• **Page extract**
__________________________________________________

Migrated from pdurlej/iskra-openclaw#47

After Piotr's review tonight (2026-05-05 ~01:45 CEST): this issue was originally opened in pdurlej/iskra-openclaw#47 but the right home is pdurlej/platform, because:

  • Infisical infrastructure already lives here (runbooks/infisical-*.md, env/infisical.*, scripts/infisical-*.sh, scripts/openclaw-infisical-render.sh, policy/security.rego, docs/dependency-migrations/infisical.md).
  • Issue #64 (docs(migrations): vault-to-infisical Phase 1-5 execution) is the parent topic — secrets management strategy.
  • Codex SSH access is cross-cutting agent governance, not Iskra-runtime-specific.
  • The wrapper code on vps1000 (pdurlej/iskra-openclaw PR #45) stays in iskra-openclaw because the allowlist is iskra-specific (iskra-canary, iskra-cockpit, continuity-pack). Delivery flow ≠ wrapper allowlist; only the wrapper allowlist is iskra-runtime-bound.

This issue specifies delivery flow (cross-cutting credentials infrastructure). Closing the original pdurlej/iskra-openclaw#47 with a redirect comment.

— Claude (post-hoc placement fix, 2026-05-05 ~01:45 CEST)

__________________________________________________

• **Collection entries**

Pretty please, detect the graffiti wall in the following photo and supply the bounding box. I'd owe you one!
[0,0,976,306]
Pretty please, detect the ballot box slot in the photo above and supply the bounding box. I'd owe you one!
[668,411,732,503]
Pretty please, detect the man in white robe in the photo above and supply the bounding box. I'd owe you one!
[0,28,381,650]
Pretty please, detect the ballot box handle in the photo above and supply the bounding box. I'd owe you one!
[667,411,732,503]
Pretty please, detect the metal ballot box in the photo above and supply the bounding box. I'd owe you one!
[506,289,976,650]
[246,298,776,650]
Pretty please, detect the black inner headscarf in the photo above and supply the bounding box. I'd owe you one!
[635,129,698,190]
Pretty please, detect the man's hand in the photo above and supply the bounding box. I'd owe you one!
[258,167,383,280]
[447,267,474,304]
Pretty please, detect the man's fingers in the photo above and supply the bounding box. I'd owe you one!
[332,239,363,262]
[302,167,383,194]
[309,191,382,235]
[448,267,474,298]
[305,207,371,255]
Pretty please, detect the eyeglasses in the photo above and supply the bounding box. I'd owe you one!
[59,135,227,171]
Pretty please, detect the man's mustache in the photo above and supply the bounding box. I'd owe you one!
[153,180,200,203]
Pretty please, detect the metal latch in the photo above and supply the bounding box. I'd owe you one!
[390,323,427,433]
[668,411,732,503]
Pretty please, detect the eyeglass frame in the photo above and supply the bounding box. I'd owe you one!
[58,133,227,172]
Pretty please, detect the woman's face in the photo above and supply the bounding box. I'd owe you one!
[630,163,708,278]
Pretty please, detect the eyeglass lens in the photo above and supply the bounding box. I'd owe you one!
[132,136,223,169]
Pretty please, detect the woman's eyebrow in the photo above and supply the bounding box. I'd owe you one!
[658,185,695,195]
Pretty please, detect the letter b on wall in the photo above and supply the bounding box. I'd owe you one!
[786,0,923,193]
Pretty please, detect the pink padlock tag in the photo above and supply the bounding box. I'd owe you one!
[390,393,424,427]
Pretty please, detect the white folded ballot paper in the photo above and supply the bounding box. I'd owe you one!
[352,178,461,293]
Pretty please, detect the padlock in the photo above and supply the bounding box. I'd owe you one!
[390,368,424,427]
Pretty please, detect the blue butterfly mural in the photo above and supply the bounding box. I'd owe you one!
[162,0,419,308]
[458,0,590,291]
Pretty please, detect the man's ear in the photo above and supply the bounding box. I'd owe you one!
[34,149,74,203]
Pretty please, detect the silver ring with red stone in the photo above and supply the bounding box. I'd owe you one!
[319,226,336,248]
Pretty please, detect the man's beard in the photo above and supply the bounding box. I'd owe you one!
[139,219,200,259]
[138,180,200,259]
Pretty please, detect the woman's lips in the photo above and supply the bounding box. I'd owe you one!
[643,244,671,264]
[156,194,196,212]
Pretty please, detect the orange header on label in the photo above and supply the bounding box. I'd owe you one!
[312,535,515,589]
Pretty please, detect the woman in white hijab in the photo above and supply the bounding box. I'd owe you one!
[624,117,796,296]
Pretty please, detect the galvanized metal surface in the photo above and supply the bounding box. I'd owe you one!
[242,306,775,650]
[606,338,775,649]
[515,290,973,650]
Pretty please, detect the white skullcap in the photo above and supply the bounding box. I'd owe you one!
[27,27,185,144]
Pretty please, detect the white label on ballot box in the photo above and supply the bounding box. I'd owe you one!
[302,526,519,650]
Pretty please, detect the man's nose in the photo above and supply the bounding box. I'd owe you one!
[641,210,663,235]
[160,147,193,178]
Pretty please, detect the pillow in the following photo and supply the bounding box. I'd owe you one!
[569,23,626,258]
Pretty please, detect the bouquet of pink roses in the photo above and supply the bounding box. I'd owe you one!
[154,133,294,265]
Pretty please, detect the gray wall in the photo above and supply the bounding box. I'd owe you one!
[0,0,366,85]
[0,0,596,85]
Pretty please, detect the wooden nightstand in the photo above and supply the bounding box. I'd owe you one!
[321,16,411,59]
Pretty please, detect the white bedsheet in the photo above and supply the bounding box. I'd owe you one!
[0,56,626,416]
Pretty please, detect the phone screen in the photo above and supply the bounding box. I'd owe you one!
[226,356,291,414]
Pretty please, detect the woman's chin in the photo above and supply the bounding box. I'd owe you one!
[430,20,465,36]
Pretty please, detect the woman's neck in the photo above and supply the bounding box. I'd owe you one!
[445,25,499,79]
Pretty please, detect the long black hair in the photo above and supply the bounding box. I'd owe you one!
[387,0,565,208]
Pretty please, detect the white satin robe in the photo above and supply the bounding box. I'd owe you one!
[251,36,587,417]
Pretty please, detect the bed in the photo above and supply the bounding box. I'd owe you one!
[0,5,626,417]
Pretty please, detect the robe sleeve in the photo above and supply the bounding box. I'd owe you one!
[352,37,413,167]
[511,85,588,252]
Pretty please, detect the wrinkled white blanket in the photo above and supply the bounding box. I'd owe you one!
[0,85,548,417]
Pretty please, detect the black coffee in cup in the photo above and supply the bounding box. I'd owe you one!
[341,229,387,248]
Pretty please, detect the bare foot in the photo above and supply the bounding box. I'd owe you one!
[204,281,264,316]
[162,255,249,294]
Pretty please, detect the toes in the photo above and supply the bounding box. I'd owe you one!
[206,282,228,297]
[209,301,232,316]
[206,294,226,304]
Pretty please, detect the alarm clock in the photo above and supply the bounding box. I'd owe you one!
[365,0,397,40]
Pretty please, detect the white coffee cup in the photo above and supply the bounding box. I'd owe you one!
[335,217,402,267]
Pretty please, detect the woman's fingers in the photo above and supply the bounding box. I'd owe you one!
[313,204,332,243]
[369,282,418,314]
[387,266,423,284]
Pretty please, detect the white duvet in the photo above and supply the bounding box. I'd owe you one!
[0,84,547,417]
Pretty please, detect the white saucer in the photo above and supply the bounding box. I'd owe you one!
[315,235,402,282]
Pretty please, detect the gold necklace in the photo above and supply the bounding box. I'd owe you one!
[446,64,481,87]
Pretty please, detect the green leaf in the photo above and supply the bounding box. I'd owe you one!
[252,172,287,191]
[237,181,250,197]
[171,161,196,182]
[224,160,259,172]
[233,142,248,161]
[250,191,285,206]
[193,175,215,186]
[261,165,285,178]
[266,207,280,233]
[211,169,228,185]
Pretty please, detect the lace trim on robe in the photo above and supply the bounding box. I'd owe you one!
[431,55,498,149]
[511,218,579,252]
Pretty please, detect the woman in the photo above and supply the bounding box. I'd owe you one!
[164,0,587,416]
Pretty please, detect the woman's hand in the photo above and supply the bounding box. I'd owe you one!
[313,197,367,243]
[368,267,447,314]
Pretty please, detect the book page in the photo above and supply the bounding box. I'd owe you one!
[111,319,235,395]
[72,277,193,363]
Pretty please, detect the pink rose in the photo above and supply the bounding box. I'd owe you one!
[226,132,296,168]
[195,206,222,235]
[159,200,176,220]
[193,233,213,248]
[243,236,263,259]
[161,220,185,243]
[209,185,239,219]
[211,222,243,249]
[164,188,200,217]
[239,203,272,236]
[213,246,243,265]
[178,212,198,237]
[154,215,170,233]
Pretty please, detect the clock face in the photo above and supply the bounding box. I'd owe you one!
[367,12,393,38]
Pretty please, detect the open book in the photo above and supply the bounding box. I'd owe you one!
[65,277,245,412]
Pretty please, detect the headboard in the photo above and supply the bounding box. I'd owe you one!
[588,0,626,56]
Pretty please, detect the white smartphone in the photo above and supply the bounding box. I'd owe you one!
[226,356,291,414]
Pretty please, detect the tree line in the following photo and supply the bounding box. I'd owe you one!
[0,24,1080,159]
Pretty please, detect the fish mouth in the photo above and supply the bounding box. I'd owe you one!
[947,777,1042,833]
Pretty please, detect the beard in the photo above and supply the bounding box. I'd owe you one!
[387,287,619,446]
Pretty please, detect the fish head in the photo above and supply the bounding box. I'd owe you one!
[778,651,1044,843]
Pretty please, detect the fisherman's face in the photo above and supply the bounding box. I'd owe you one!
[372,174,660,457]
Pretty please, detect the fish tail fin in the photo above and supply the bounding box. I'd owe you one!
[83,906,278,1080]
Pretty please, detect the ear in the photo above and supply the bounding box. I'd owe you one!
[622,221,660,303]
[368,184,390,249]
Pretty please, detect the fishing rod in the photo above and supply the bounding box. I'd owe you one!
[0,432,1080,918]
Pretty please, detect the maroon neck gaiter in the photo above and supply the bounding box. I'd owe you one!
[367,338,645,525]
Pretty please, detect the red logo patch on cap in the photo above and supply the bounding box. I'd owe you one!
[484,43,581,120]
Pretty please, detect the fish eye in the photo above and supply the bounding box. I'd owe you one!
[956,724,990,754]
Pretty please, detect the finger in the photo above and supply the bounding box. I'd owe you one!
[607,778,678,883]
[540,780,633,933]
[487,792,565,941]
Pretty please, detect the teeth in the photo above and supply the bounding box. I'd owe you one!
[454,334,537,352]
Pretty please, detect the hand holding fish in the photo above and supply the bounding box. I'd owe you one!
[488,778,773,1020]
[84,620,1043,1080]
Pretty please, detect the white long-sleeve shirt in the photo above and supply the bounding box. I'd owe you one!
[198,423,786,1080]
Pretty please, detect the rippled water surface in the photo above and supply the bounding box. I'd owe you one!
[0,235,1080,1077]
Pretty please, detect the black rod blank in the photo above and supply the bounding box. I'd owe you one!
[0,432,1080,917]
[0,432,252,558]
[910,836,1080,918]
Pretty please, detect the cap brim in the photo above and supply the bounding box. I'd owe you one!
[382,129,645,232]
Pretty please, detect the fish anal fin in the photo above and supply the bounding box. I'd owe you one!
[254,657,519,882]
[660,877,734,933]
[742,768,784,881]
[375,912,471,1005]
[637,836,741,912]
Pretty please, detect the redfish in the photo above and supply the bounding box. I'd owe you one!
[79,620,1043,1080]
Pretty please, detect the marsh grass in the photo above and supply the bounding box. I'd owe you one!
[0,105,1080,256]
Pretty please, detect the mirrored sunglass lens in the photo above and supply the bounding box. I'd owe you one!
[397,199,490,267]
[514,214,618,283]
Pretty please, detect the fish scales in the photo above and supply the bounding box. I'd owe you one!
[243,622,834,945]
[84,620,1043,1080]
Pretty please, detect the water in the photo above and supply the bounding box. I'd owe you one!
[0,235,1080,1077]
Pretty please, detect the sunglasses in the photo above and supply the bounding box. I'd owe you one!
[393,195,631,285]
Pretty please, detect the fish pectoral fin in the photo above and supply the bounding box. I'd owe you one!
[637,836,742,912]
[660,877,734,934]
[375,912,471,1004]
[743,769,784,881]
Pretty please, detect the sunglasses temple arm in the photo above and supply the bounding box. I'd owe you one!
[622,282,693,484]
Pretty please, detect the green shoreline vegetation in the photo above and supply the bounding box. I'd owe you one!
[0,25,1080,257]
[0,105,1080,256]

__________________________________________________

• **What you are asked to do**
Return the full issue-migration note word for word. You won't need the listing for this.

• **Completed task**
Migrated from pdurlej/iskra-openclaw#47

After Piotr's review tonight (2026-05-05 ~01:45 CEST): this issue was originally opened in pdurlej/iskra-openclaw#47 but the right home is pdurlej/platform, because:

  • Infisical infrastructure already lives here (runbooks/infisical-*.md, env/infisical.*, scripts/infisical-*.sh, scripts/openclaw-infisical-render.sh, policy/security.rego, docs/dependency-migrations/infisical.md).
  • Issue #64 (docs(migrations): vault-to-infisical Phase 1-5 execution) is the parent topic — secrets management strategy.
  • Codex SSH access is cross-cutting agent governance, not Iskra-runtime-specific.
  • The wrapper code on vps1000 (pdurlej/iskra-openclaw PR #45) stays in iskra-openclaw because the allowlist is iskra-specific (iskra-canary, iskra-cockpit, continuity-pack). Delivery flow ≠ wrapper allowlist; only the wrapper allowlist is iskra-runtime-bound.

This issue specifies delivery flow (cross-cutting credentials infrastructure). Closing the original pdurlej/iskra-openclaw#47 with a redirect comment.

— Claude (post-hoc placement fix, 2026-05-05 ~01:45 CEST)